• **GIVEN INSTRUCTION**:
Please output, word for word, the part of the Ruby forum post starting with "I borrowed the" and going on through "the Robinsonizing algorithm.".

*** TEXT BLOCK ***

Here's my late submission.

I borrowed the English Numerals solution from Quiz #25.
(http://blade.nagaokaut.ac.jp/cgi-bin/scat.rb/ruby/ruby-talk/135446)
Also, I stole the ideas from other posts.
The reason I made this solution was not that I wanted to challenge it,
but that I was very impressed by the Robinsonizing algorithm.
My first solution (brute force) took forever and couldn't find an 
answer.
Now this solution finds an answer mostly within 10 seconds.

It was very interesting.

Sam

--------

class Integer

  def teen
    case self
    when 0: "ten"
    when 1: "eleven"
    when 2: "twelve"
    else    in_compound + "teen"
    end
  end

  def ten
    case self
    when 1: "ten"
    when 2: "twenty"
    else    in_compound + "ty"
    end
  end

  def in_compound
    case self
    when 3: "thir"
    when 5: "fif"
    when 8: "eigh"
    else    to_en
    end
  end

  def to_en(ands=true)
    small_nums = [""] + %w[one two three four five six seven eight nine]
    if self < 10: small_nums[self]
    elsif self < 20: (self % 10).teen
    elsif self < 100:
      result = (self/10).ten
      result += "-" if (self % 10) != 0
      result += (self % 10).to_en
      return result
    elsif self < 1000
      if self%100 != 0 and ands
        (self/100).to_en(ands)+" hundred and "+(self%100).to_en(ands)
      else ((self/100).to_en(ands)+
        " hundred "+(self%100).to_en(ands)).chomp(" ")
      end
    else
      front,back = case (self.to_s.length) % 3
        when 0: [0..2,3..-1].map{|i| self.to_s[i]}.map{|i| i.to_i}
        when 2: [0..1,2..-1].map{|i| self.to_s[i]}.map{|i| i.to_i}
        when 1: [0..0,1..-1].map{|i| self.to_s[i]}.map{|i| i.to_i}
        end
      degree = [""] + %w[thousand million billion trillion quadrillion
      quintillion sextillion septillion octillion nonillion decillion
      undecillion duodecillion tredecillion quattuordecillion
      quindecillion sexdecillion septdecillion novemdecillion
      vigintillion unvigintillion duovigintillion trevigintillion
      quattuorvigintillion quinvigintillion sexvigintillion
      septvigintillion octovigintillion novemvigintillion trigintillion
      untregintillion duotrigintillion googol]
      result = front.to_en(false) + " " + degree[(self.to_s.length-1)/3]
      result += if back > 99: ", "

*** RECORDED INFORMATION ***

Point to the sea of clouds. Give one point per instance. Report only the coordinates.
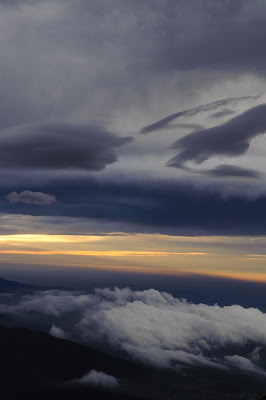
(150, 326)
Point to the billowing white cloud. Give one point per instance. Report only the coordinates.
(154, 327)
(95, 378)
(244, 364)
(28, 197)
(58, 332)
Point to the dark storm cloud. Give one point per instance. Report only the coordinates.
(226, 35)
(194, 111)
(28, 197)
(164, 207)
(233, 171)
(58, 146)
(229, 139)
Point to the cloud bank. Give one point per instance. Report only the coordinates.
(28, 197)
(154, 327)
(95, 378)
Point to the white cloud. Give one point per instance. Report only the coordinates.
(28, 197)
(154, 327)
(244, 364)
(58, 332)
(96, 378)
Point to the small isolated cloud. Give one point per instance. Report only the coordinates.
(95, 378)
(244, 364)
(28, 197)
(58, 332)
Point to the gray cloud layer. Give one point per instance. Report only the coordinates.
(28, 197)
(58, 146)
(196, 110)
(154, 327)
(95, 378)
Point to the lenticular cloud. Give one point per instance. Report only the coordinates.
(154, 327)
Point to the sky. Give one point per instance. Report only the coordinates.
(132, 136)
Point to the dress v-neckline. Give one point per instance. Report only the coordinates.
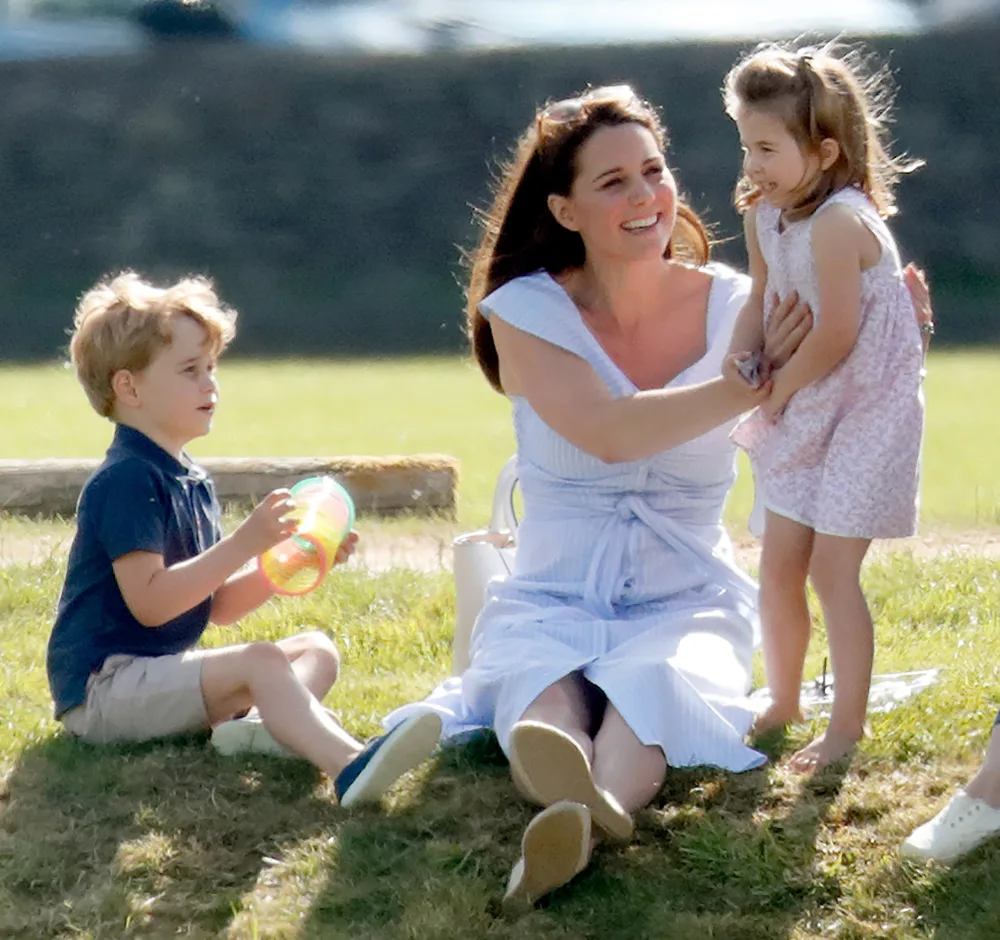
(709, 336)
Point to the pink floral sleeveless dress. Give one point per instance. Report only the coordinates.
(844, 456)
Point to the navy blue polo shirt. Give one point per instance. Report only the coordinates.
(139, 499)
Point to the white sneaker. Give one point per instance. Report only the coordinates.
(962, 825)
(246, 735)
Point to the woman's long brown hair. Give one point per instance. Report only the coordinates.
(520, 235)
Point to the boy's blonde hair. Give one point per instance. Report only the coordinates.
(123, 321)
(822, 92)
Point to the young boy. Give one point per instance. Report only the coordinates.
(149, 566)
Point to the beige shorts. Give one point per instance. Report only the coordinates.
(135, 698)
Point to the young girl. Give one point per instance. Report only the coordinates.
(836, 448)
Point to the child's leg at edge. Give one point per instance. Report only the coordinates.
(277, 680)
(986, 783)
(835, 572)
(784, 613)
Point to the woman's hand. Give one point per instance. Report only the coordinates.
(787, 326)
(744, 382)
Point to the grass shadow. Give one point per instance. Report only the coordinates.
(704, 861)
(147, 840)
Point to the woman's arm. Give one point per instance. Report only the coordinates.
(570, 398)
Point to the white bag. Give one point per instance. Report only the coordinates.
(479, 557)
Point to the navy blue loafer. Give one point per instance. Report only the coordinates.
(386, 758)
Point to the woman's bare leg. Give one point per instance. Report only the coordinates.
(564, 706)
(784, 614)
(631, 771)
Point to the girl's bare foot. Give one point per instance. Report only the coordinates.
(775, 716)
(828, 747)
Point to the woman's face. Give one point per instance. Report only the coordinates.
(623, 201)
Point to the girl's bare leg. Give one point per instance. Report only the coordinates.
(784, 614)
(835, 572)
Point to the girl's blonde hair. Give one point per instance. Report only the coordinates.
(822, 92)
(520, 234)
(123, 321)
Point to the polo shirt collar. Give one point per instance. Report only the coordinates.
(131, 442)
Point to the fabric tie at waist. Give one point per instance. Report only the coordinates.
(602, 586)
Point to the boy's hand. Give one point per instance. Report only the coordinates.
(346, 548)
(268, 524)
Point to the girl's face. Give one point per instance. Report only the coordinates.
(623, 201)
(773, 160)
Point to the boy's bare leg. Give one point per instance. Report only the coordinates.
(234, 678)
(835, 572)
(784, 614)
(314, 660)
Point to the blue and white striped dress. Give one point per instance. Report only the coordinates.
(623, 572)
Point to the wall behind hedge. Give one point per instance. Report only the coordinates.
(330, 197)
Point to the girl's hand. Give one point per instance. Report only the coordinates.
(346, 548)
(787, 326)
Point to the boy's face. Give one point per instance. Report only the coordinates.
(173, 399)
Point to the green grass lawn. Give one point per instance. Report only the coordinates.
(169, 839)
(445, 406)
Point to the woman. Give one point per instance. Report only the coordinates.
(622, 642)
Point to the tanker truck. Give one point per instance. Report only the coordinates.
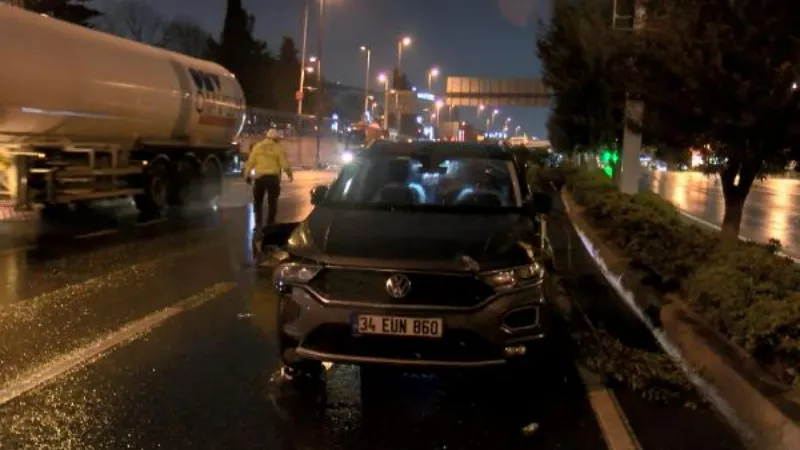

***

• **ANSWER BELOW**:
I borrowed the English Numerals solution from Quiz #25.
(http://blade.nagaokaut.ac.jp/cgi-bin/scat.rb/ruby/ruby-talk/135446)
Also, I stole the ideas from other posts.
The reason I made this solution was not that I wanted to challenge it,
but that I was very impressed by the Robinsonizing algorithm.